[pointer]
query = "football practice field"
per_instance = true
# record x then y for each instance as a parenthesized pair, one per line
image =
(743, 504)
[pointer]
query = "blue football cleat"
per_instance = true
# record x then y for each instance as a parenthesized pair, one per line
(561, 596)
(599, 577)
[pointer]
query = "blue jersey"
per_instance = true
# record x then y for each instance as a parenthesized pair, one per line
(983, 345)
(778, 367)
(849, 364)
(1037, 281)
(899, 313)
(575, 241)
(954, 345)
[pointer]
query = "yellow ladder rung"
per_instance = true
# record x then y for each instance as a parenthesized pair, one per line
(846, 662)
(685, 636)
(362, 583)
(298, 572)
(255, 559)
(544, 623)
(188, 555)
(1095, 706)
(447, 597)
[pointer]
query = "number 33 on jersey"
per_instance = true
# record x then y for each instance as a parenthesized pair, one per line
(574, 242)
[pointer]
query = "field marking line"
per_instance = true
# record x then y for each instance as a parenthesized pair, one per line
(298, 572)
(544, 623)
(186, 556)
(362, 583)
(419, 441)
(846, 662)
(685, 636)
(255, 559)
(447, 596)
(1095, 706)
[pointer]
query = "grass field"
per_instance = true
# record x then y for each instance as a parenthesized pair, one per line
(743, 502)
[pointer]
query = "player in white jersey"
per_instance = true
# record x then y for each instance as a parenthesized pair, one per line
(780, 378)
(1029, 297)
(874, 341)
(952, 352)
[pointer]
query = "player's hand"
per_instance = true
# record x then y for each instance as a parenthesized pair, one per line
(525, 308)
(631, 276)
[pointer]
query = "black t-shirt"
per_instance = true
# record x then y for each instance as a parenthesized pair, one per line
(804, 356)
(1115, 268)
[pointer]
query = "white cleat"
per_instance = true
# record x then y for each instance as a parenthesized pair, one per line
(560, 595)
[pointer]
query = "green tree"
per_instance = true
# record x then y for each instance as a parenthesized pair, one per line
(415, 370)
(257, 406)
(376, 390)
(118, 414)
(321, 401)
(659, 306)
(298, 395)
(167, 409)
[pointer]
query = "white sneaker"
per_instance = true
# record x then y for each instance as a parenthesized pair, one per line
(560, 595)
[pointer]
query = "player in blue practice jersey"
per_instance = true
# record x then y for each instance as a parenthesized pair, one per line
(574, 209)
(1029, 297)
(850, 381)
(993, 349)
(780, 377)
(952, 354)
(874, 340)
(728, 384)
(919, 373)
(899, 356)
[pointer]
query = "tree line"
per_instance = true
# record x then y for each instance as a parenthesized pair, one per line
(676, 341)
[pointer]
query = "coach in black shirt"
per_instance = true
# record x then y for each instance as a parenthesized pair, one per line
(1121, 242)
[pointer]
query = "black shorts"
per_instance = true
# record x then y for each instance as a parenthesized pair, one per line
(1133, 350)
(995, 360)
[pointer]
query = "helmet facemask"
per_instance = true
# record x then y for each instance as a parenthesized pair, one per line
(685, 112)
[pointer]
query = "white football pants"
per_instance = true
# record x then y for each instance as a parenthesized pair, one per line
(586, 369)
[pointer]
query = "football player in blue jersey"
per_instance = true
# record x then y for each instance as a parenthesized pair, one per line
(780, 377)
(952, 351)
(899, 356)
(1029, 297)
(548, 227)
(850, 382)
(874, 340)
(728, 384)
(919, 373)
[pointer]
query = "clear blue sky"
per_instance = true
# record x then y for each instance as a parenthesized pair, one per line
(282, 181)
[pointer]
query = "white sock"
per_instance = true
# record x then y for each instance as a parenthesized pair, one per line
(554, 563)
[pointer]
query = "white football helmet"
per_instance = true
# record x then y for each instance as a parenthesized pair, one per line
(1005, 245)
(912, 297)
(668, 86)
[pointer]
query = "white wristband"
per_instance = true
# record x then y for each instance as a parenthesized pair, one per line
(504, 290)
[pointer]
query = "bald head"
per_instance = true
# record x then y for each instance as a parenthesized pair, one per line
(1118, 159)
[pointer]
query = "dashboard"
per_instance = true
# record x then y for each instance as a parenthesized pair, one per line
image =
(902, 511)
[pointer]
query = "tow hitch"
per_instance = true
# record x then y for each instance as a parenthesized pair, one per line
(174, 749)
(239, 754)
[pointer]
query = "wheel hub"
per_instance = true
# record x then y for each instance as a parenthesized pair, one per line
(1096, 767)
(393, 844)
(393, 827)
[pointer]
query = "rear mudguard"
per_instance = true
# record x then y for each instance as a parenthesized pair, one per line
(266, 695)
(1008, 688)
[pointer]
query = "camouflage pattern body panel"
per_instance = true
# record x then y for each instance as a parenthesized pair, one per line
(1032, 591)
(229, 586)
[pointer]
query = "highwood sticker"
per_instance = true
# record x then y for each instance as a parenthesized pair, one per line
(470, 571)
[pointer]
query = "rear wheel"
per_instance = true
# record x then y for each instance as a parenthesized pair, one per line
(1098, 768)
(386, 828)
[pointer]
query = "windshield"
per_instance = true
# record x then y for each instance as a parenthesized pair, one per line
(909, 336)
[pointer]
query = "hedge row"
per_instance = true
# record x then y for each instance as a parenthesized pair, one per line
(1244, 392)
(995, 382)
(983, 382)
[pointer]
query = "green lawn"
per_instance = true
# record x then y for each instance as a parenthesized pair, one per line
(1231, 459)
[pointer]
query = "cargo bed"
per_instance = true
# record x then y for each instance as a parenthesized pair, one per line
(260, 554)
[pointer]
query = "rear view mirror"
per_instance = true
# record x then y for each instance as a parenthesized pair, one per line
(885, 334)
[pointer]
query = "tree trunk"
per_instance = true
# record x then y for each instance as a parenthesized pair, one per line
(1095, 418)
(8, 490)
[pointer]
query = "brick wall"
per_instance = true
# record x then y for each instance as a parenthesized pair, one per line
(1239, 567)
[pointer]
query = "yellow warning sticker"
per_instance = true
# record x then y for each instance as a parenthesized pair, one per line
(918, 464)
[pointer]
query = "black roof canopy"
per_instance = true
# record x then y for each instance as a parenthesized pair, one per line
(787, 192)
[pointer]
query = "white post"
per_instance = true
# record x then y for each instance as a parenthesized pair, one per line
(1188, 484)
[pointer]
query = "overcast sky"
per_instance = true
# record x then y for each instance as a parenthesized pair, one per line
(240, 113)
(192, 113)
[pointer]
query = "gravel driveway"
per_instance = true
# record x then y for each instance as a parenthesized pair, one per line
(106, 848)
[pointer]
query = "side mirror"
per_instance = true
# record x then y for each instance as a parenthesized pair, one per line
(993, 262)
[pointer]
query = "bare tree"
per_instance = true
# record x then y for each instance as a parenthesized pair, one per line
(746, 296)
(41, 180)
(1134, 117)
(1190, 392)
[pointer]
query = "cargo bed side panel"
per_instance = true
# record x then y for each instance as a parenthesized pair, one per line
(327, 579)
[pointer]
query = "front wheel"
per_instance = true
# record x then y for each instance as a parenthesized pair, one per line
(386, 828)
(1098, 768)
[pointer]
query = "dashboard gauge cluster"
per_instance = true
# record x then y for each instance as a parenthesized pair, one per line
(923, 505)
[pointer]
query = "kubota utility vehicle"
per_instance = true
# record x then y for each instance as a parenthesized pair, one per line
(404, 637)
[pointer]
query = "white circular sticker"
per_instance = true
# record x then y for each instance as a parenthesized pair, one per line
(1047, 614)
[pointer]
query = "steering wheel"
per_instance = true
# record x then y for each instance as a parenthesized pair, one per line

REQUIRED WORK:
Count the lines in the material above that contain the string "mirror", treating uppercase and lowercase letters as different. Give only the number.

TASK RESPONSE:
2